[Start of section]

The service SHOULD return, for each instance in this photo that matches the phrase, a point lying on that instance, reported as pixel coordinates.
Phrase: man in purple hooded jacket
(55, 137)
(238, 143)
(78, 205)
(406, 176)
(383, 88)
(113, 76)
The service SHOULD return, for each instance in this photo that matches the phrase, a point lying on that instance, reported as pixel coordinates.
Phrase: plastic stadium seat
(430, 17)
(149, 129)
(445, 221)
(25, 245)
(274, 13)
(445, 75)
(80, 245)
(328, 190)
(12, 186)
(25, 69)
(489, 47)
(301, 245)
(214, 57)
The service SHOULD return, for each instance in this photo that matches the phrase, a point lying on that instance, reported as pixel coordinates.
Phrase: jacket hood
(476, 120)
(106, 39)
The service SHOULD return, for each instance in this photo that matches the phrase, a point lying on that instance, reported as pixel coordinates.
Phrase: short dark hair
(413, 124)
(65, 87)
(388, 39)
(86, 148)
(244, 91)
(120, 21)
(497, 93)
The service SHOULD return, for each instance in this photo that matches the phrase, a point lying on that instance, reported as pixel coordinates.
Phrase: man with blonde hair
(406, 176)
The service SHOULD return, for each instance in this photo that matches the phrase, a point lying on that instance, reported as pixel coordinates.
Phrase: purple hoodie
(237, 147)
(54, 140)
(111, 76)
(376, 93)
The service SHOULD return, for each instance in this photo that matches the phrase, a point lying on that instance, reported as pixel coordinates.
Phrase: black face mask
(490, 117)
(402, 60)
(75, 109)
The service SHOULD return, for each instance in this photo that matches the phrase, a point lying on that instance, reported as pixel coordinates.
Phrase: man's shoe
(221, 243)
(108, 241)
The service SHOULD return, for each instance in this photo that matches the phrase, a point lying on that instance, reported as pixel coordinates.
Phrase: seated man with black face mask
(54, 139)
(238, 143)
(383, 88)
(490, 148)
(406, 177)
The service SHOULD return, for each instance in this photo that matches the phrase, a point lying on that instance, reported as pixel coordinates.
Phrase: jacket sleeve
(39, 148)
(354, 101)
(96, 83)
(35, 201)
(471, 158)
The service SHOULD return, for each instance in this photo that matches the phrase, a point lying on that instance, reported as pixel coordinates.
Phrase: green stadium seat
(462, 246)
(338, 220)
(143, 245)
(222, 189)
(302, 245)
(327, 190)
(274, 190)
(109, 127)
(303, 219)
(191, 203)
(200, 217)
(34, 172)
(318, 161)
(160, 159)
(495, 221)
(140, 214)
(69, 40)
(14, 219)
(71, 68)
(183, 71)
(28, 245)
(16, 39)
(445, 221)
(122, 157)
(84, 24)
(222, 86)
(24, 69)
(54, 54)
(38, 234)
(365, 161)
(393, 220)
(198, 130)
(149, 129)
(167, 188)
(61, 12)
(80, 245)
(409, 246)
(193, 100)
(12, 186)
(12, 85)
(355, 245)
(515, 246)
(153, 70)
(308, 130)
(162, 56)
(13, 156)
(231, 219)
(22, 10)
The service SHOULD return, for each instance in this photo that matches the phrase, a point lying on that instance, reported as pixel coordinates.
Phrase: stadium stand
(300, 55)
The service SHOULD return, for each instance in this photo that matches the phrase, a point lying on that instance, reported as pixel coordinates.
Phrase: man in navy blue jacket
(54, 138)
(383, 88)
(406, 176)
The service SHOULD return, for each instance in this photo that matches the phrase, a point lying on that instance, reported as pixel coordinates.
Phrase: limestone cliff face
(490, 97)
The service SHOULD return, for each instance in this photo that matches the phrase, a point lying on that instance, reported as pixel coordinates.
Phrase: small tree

[End of section]

* _To do_
Give the records back in full, word for word.

* _Your response_
The service SHOULD return, for each instance in this photo that matches the phrase, a point lying on that instance, reported as pixel coordinates.
Phrase: man in purple hooded jacket
(55, 137)
(238, 143)
(78, 205)
(406, 176)
(383, 88)
(113, 76)
The service SHOULD return, for each instance in this photo that matches the phrase, a point lying on that instance, reported as pixel coordinates.
Phrase: plastic stadium seat
(430, 17)
(149, 129)
(445, 221)
(25, 245)
(274, 13)
(445, 75)
(80, 245)
(328, 190)
(12, 186)
(25, 69)
(489, 47)
(301, 245)
(214, 57)
The service SHOULD return, for each instance in this photo that matches the phrase, a point lying on that instance, reported as pixel coordinates.
Phrase: jacket hood
(476, 120)
(106, 39)
The service SHOULD return, for each instance in this photo that matches the phrase, a point lying on that instance, reported as pixel coordinates.
Phrase: short dark hair
(413, 124)
(65, 87)
(388, 39)
(86, 148)
(244, 91)
(120, 21)
(497, 93)
The service SHOULD return, for each instance in this photo that matches the phrase, a point lying on that instance, reported as pixel coordinates.
Phrase: man with blonde hair
(406, 176)
The service SHOULD return, for each instance in this photo that matches the phrase, a point lying on that instance, reported as pixel coordinates.
Phrase: purple hoodie
(237, 147)
(54, 140)
(111, 76)
(376, 93)
The service SHOULD return, for each instance in this photo that matches the phrase, a point lying on that instance, reported as pixel coordinates.
Phrase: black face mask
(490, 117)
(402, 60)
(75, 109)
The service SHOULD return, for each instance in this photo that matches the phrase, a point lying on that instance, reported as pixel coordinates.
Phrase: man's shoe
(221, 243)
(108, 241)
The service SHOULD return, for each instance in this photo that matches the phrase, a point lying on that instance, reported as pixel coordinates.
Phrase: seated man with black face mask
(54, 139)
(238, 143)
(383, 88)
(490, 148)
(406, 177)
The service SHOULD return, for each instance in this photo that matches the phrase, a point lying on that instance, reported as pixel coordinates.
Phrase: jacket sleeve
(39, 148)
(354, 101)
(96, 83)
(35, 201)
(471, 158)
The service SHOULD return, for each instance in this photo that matches the phrase, a point lying on that instance, reported as pixel coordinates.
Phrase: green stadium seat
(462, 246)
(338, 220)
(143, 245)
(222, 189)
(302, 245)
(327, 190)
(274, 190)
(109, 127)
(303, 219)
(191, 203)
(200, 217)
(34, 172)
(318, 161)
(160, 159)
(495, 221)
(140, 214)
(69, 40)
(14, 219)
(71, 68)
(183, 71)
(28, 245)
(16, 39)
(445, 221)
(122, 157)
(84, 24)
(222, 86)
(24, 69)
(54, 54)
(38, 234)
(365, 161)
(393, 220)
(198, 130)
(149, 129)
(167, 188)
(61, 12)
(80, 245)
(409, 246)
(193, 100)
(12, 186)
(12, 85)
(355, 245)
(515, 246)
(153, 70)
(308, 130)
(162, 56)
(13, 156)
(231, 219)
(22, 10)
The service SHOULD return, for each instance in this photo that matches the phrase, a point lying on that instance, reported as pixel coordinates.
Phrase: stadium stand
(300, 55)
The service SHOULD return, for each instance in this photo that matches the phrase, a point lying on that instance, reported as pixel coordinates.
Phrase: man in navy blue jacket
(54, 138)
(383, 88)
(406, 176)
The service SHOULD return, for each instance in this photo that matches the phrase, a point lying on that instance, reported as pixel coordinates.
Phrase: limestone cliff face
(490, 97)
The service SHOULD return, for each instance in this photo that matches the phrase, a point lying on that instance, reported as pixel coordinates.
Phrase: small tree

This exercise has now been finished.